* [Problem statement]: From the first line to the last, reproduce the data exactly.

* [Data items]:
*** Begin section ***

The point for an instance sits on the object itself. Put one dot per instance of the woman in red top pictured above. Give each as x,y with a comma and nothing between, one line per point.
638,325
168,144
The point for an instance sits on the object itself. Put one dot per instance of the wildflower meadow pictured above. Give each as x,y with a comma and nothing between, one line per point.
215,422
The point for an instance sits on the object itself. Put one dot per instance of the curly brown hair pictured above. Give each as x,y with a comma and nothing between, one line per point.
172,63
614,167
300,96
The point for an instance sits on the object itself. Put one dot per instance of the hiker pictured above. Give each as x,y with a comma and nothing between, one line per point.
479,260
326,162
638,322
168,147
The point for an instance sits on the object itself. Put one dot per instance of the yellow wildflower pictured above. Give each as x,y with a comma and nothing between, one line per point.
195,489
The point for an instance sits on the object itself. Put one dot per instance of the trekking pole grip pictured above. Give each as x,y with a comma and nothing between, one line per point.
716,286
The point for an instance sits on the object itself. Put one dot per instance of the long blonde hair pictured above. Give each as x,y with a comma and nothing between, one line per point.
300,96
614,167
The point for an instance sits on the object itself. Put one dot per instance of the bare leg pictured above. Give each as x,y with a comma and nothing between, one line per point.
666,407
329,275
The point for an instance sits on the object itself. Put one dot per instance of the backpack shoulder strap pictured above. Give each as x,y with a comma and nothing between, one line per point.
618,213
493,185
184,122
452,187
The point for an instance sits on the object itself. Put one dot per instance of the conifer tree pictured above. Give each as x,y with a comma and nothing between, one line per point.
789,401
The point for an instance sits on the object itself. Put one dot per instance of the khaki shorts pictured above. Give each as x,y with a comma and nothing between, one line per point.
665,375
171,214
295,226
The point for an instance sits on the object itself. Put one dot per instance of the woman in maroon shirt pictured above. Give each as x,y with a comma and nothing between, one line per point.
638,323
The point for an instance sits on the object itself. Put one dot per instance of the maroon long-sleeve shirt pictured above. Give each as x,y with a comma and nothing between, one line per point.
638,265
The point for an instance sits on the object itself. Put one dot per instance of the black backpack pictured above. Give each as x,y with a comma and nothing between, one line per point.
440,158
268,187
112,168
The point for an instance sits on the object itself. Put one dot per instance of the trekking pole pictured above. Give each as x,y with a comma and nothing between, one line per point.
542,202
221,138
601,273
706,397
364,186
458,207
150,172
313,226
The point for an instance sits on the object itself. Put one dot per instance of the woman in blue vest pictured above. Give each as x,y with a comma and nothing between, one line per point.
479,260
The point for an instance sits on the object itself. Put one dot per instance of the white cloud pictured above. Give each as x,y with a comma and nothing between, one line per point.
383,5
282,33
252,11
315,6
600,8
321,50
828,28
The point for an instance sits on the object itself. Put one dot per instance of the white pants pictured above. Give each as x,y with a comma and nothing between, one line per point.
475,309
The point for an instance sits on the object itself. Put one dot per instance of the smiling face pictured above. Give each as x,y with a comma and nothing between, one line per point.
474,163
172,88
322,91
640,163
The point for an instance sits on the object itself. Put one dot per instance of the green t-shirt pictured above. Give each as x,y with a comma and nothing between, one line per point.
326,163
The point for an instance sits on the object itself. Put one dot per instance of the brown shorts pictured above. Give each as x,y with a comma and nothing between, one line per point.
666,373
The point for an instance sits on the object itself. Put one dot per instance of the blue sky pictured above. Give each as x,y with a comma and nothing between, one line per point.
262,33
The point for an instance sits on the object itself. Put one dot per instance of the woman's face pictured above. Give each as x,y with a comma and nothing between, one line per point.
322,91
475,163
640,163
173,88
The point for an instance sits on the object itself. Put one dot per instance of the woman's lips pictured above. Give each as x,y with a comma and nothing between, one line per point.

*** End section ***

* [Exercise response]:
The point for an instance sits on the object itself. Put one dot per instance of the woman in red top pictured above. Give each as x,y with a comma and nothing between, one line per point.
638,325
168,144
The point for an instance sits on the object itself. Put one dot per instance of the wildflower meadow pictured above. Give each as x,y with a comma and nothing between, one line per point.
215,422
The point for an instance sits on the object itself. Put one dot per instance of the curly brown hair pictured above. Give each as x,y with a comma and nothing between, one line per point.
172,63
614,167
300,96
The point for an instance sits on the object itself. Put one dot per instance of the hiker pictured above. Give each as x,y with a comma and nothing between, one line per point.
479,260
326,162
638,322
168,147
The point for an instance sits on the object itself. Put one dot per instance of the yellow wildflower pictured above. Give each as x,y with a comma and nothing between, one line per point.
195,489
The point for an instance sits on the object itself. Put one dot per instance of the trekking pole grip pictured above. Give each as x,y with a comma and nothing between, one line per point.
716,286
The point for an instance sits on the object itself. Put one dot per instance of the long blonde hair pictured above. Give each as x,y with a comma and nothing between, one line per point.
300,96
614,167
The point for an instance sits on the object itself. Put one dot per instance of the bare leg pictured above. Give each as x,y with a comma and nothing between, one line per point.
666,407
329,275
The point for an instance sits on the object itself. Put one dot per instance of the backpack shoulder strap pictured above. Give each as x,y with a comma and nothing between, one line per point.
618,213
493,185
184,122
452,187
The point for an instance sits on the object itself. Put one dot per instance of the conifer tree pictured above. Give each as x,y with a comma and nothing between, one line per point.
789,401
The point for an instance sits on the object itself. Put one dot per instance of the khaki shorts pictured above. Give each as x,y with a comma and nothing between, one line per point.
665,375
171,214
295,226
The point for an instance sits on the object itself. Put one dot per instance of the woman in maroon shirt pictured above. Give each as x,y with a comma and nothing between, one line per point.
638,323
The point for an instance sits on the object itself. Put one dot per instance of the maroon long-sleeve shirt pictured above. Give each as x,y with a comma and nothing between, one line per point.
638,265
The point for an instance sits on the object itself. Put one dot per instance of the black backpack pictured above. Give each as x,y with a comma and nothing between, one line per point.
440,158
268,187
112,168
The point for an instance sits on the object itself. Put one dot per instance of the trekking pole pictured above. Give each as x,y with a comma and nothing between, one line per point.
542,202
221,138
601,273
706,397
364,186
458,207
150,172
313,226
The point for an instance sits on the object itself. Put one dot per instance of the woman in blue vest pictured above. Give each as x,y with a comma and nothing between, one line per point.
479,260
The point for an instance sits on the object itself. Put one dot per instance of the white cloud pictured above. Give each as x,y with a comma and nothing between, one line per point.
383,5
282,33
252,11
315,6
600,8
321,50
828,28
The point for an instance sits on the object itself. Put one dot per instance of the white pants pictured above. Give each as x,y with a comma and nothing between, one line per point.
475,309
The point for an instance sits on the object itself. Put one dot per instance of the smiling face pictured above. Give each as x,y with a comma and nothing between, one line per point.
474,163
172,88
322,91
640,163
The point for an instance sits on the object itself. Put one dot per instance of the green t-shirt pictured above. Give each as x,y with a comma and nothing between, one line per point.
326,163
The point for an instance sits on the object itself. Put one dot per instance of the brown shorts pictured above. Give each as x,y with a comma and nothing between, one line per point.
666,373
The point for an instance sits on the object itself. Put one dot per instance of the blue sky pictured above. Give each as x,y with a comma and nothing between, one line per point.
262,33
The point for an instance sits on the object itself. Put one dot per instance of the woman's face pictured above. Give each as x,y with a comma and nothing between, one line per point.
322,91
475,163
640,163
173,88
The point for an instance sits on the object itself. Put one dot per instance of the woman's lips pictured above. Give each as x,y with a comma and nothing between, one line per point.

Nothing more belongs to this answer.